(Entries from an annotation dataset)
=====

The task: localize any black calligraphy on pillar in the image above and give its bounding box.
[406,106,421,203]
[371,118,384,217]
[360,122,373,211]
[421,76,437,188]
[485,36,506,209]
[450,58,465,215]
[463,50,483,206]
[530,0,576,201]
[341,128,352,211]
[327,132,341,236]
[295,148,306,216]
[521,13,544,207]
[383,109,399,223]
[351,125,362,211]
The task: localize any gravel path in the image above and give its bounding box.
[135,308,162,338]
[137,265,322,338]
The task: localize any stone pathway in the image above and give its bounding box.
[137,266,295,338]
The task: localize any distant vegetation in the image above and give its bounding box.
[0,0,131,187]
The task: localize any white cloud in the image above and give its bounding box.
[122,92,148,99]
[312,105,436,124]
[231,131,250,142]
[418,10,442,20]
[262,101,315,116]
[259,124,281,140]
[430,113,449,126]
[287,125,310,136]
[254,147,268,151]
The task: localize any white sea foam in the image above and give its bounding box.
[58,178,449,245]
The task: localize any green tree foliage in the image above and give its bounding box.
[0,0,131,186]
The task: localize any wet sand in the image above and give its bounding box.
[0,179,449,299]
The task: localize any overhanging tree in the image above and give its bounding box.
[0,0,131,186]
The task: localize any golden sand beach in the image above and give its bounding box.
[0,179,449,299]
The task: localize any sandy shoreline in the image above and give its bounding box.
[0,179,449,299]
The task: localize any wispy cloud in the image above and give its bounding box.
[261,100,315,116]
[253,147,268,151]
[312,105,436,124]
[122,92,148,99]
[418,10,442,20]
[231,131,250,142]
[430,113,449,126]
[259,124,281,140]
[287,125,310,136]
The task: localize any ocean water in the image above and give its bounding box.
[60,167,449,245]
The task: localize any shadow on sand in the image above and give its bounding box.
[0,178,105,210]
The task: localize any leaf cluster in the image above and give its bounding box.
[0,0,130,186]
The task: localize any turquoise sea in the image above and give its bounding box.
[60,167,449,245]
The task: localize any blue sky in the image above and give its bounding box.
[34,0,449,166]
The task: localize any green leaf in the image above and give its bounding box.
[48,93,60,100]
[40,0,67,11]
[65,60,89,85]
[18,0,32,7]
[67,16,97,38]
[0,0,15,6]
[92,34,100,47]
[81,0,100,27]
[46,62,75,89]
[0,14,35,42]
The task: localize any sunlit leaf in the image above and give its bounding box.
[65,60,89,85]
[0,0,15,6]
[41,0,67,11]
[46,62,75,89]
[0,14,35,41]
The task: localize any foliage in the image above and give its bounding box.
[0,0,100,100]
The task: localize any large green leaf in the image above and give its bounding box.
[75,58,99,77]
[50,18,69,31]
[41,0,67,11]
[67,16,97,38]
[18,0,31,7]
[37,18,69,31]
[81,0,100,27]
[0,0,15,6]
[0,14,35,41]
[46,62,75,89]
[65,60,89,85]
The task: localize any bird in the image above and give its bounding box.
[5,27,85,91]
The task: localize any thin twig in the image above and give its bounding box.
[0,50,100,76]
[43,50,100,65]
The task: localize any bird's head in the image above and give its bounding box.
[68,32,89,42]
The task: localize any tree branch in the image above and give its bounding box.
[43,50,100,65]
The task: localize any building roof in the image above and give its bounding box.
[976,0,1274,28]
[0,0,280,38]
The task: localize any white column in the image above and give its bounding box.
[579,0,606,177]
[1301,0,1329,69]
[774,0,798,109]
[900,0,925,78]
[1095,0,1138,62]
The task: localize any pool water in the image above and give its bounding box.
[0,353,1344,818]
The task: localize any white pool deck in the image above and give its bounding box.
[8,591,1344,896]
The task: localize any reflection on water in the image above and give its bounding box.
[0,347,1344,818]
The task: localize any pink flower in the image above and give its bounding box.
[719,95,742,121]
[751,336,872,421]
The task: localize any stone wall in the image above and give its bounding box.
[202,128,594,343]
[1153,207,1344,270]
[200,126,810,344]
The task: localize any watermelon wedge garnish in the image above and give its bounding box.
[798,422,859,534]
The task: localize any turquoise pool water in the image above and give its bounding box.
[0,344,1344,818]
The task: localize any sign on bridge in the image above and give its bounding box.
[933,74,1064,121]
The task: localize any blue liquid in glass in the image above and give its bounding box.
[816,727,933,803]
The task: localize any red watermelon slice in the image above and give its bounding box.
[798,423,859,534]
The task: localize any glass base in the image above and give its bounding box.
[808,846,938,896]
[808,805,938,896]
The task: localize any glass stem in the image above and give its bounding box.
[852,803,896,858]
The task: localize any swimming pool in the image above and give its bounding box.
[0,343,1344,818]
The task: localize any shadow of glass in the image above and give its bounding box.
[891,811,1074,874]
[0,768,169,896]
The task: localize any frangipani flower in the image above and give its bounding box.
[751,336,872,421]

=====

◆ Short problem: Arrange the entry lines from the one containing "The task: localize any glass stem" through the end of the entries as a JSON list of strings, one string per line. Leave out any blank lines.

◆ Task output:
[
  "The task: localize any glass stem in the image above and give its bounding box.",
  "[852,803,896,858]",
  "The task: localize any swimming pool in the image above and give its bounding box.",
  "[0,343,1344,818]",
  "The task: localize any shadow of glass in the image above and give its bounding box.",
  "[891,811,1074,874]",
  "[0,768,169,896]",
  "The task: localize any frangipani flower in the image above and give its bounding box.",
  "[751,336,872,421]"
]